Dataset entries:

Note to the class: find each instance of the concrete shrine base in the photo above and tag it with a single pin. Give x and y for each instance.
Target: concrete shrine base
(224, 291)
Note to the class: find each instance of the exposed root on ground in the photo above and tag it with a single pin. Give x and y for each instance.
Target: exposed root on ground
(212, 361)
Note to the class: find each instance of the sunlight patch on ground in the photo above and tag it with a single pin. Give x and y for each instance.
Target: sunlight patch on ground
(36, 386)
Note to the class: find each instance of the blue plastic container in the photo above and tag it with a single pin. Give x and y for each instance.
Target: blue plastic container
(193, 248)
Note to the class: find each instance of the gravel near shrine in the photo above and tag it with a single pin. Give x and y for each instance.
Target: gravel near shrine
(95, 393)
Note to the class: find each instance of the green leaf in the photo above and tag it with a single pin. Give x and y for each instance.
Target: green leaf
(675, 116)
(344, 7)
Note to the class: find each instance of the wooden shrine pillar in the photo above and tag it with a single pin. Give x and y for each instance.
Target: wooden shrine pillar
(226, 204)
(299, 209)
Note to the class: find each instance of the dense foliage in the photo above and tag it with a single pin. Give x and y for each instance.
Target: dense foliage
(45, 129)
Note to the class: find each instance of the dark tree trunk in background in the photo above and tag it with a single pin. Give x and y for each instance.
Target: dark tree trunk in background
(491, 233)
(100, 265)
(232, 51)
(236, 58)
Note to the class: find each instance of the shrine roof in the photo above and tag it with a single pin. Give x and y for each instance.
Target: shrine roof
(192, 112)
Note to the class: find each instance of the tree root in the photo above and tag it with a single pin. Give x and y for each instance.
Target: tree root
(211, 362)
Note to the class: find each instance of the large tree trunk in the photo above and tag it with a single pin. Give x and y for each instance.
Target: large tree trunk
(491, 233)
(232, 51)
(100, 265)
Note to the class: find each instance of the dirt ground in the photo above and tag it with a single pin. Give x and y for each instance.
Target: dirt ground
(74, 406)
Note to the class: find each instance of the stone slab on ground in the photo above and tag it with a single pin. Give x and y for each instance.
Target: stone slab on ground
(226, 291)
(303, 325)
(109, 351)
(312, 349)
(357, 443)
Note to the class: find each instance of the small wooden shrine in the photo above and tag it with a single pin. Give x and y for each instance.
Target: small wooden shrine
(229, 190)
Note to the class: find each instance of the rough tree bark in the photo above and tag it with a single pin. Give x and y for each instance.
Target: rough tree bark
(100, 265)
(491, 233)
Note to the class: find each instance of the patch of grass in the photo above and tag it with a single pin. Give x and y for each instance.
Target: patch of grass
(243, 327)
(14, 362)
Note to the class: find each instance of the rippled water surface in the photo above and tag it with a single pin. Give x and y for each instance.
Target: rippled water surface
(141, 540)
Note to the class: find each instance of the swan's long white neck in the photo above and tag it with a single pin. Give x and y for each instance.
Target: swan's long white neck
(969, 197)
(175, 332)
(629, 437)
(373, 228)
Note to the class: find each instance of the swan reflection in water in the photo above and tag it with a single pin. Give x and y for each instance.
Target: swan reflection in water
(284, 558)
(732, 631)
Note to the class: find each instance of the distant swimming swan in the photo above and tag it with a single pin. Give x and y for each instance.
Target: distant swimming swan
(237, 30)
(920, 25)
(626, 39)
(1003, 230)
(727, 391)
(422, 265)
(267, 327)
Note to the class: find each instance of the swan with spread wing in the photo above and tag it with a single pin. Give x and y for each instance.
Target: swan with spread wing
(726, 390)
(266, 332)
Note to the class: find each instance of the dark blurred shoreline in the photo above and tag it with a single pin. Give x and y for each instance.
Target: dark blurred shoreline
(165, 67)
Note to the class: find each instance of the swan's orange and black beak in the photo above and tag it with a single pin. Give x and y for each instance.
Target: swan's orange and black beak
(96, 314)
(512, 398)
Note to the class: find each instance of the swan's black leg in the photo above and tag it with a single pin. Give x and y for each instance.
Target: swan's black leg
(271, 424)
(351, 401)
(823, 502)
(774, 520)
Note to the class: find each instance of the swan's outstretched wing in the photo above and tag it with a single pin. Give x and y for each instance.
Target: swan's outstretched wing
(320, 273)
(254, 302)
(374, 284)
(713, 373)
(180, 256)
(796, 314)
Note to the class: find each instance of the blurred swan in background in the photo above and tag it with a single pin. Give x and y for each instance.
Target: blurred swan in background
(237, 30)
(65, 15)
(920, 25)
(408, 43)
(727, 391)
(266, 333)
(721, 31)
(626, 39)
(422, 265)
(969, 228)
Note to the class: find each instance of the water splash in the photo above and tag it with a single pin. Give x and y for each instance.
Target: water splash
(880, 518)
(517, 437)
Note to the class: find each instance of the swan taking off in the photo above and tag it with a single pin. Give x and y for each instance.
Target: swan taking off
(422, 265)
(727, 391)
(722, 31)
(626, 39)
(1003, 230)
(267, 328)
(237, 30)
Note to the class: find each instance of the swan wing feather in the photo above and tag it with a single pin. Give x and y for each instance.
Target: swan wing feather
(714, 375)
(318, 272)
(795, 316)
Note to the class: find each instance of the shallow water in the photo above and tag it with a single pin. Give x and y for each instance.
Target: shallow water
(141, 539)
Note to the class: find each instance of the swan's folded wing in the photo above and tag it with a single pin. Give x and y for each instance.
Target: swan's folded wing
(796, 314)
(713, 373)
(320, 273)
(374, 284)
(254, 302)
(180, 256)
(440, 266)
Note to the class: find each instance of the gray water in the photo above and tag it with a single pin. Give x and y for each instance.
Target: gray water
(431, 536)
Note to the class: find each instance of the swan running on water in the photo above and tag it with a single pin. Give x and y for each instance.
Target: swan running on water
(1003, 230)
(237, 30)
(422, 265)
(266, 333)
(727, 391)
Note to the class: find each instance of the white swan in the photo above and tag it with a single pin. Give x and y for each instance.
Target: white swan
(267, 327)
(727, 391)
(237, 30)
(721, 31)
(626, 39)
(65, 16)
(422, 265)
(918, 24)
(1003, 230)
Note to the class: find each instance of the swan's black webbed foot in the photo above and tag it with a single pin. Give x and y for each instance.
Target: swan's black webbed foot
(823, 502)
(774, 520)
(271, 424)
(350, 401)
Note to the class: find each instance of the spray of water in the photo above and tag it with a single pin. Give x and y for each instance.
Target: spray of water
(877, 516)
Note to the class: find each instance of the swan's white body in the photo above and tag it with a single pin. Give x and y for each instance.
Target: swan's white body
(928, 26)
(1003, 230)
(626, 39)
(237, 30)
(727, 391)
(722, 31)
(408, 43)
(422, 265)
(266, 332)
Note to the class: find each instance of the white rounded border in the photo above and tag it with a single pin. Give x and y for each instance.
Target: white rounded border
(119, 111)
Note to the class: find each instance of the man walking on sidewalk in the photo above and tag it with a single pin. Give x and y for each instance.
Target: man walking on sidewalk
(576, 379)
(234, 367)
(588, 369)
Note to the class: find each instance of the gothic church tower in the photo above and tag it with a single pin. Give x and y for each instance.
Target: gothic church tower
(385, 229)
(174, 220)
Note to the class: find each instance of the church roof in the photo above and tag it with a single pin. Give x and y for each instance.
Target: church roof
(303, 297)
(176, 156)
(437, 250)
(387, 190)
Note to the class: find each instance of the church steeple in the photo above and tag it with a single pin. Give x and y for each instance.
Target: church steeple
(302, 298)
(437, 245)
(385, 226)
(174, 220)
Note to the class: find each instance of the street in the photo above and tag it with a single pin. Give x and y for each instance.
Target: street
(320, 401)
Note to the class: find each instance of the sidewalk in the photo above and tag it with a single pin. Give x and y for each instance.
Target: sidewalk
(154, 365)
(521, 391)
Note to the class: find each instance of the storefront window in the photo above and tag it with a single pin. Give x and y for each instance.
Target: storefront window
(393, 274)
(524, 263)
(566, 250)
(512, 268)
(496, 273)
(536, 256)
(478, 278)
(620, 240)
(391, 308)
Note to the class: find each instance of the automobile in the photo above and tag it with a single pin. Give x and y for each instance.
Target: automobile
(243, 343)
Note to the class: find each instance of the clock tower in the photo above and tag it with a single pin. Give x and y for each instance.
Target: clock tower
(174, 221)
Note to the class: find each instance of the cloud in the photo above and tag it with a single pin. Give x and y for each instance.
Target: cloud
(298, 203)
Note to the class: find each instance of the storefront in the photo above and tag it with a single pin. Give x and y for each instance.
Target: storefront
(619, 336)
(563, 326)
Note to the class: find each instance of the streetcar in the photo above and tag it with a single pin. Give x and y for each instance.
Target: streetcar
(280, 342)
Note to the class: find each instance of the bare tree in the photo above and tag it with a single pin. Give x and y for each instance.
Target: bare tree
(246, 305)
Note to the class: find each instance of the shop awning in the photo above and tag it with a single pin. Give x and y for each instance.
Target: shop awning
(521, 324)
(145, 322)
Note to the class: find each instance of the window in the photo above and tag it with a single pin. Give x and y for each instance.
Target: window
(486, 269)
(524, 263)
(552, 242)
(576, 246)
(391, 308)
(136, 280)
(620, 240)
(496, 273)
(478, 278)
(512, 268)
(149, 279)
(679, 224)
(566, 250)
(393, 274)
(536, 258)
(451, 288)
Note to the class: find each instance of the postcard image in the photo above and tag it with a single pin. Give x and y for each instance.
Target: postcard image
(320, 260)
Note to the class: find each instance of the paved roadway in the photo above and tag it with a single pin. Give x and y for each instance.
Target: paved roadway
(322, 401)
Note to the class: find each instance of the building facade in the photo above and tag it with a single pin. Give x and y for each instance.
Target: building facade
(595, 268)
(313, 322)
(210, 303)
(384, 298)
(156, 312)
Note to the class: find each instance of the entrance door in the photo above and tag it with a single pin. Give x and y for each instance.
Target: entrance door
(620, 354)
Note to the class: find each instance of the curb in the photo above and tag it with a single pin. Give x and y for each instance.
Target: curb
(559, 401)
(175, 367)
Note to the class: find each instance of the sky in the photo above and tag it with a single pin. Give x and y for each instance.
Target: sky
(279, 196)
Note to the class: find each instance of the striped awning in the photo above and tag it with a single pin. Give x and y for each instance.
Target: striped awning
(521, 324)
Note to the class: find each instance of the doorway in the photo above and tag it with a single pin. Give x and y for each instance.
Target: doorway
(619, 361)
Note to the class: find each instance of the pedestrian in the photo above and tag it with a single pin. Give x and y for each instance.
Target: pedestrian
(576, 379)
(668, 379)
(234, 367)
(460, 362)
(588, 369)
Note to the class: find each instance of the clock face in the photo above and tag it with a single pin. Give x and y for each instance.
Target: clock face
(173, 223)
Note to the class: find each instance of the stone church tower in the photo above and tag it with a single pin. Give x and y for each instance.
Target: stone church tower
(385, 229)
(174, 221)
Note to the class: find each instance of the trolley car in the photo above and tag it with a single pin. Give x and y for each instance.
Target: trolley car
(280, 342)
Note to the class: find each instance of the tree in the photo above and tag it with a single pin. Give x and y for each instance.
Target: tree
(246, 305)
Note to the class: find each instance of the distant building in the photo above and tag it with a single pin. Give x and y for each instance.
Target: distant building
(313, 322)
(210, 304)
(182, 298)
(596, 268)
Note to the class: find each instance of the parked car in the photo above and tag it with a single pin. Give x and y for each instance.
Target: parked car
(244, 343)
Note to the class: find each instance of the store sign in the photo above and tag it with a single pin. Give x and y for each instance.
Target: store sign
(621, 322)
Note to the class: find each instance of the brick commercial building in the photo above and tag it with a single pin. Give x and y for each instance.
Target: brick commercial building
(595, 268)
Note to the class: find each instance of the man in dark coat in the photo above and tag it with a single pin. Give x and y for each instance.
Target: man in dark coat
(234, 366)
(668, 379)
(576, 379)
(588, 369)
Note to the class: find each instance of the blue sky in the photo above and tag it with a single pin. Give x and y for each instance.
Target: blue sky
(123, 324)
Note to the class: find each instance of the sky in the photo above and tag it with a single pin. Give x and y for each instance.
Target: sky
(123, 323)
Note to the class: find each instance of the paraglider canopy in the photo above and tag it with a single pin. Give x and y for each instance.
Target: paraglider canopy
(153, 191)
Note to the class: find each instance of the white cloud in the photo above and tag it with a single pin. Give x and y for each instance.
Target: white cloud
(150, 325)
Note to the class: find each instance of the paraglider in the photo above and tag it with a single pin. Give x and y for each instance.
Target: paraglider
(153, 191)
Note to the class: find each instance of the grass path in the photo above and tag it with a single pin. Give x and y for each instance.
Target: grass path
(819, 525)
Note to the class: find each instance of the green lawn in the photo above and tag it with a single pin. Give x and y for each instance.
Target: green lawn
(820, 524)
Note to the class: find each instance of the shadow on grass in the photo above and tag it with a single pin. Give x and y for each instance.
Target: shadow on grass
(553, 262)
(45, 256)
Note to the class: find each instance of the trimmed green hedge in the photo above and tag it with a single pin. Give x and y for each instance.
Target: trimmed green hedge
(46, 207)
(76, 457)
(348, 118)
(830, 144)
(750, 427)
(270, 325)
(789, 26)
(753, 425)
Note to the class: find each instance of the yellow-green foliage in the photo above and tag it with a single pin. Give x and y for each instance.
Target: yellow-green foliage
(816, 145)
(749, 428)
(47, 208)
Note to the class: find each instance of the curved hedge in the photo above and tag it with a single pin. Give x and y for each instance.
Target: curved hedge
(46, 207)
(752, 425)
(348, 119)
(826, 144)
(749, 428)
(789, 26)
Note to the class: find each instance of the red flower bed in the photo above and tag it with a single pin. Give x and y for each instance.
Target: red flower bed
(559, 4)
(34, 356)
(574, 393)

▶ **WRITTEN REQUEST**
Word for word, quote the lines from the line containing "Note to the class: find each instance of the trimmed" through the end of the material, both included, and nothing else.

▶ **RESULT FOR THIS EXERCISE**
Note to the class: find each instance of the trimmed green hedge in the photo above and tag it with a single pin. Give x and y for each instance.
Target: trimmed green hedge
(46, 207)
(76, 457)
(348, 118)
(830, 144)
(750, 427)
(270, 325)
(789, 26)
(753, 425)
Note to the class: find each instance of the yellow-green foliage in the photo above and tag it with a single pin. Give x and y for each instance.
Target: yellow-green foliage
(816, 145)
(749, 428)
(47, 208)
Note to the class: find each instance of the curved hedge in the photo above and tag it with a single pin. Give x and y for each instance.
Target: curved hedge
(46, 207)
(752, 425)
(348, 119)
(826, 144)
(749, 428)
(789, 26)
Note to the class: find each instance of the red flower bed in the photo above and tag it with a single pin. Give x and y for each instance.
Target: red flower bed
(559, 4)
(34, 356)
(574, 393)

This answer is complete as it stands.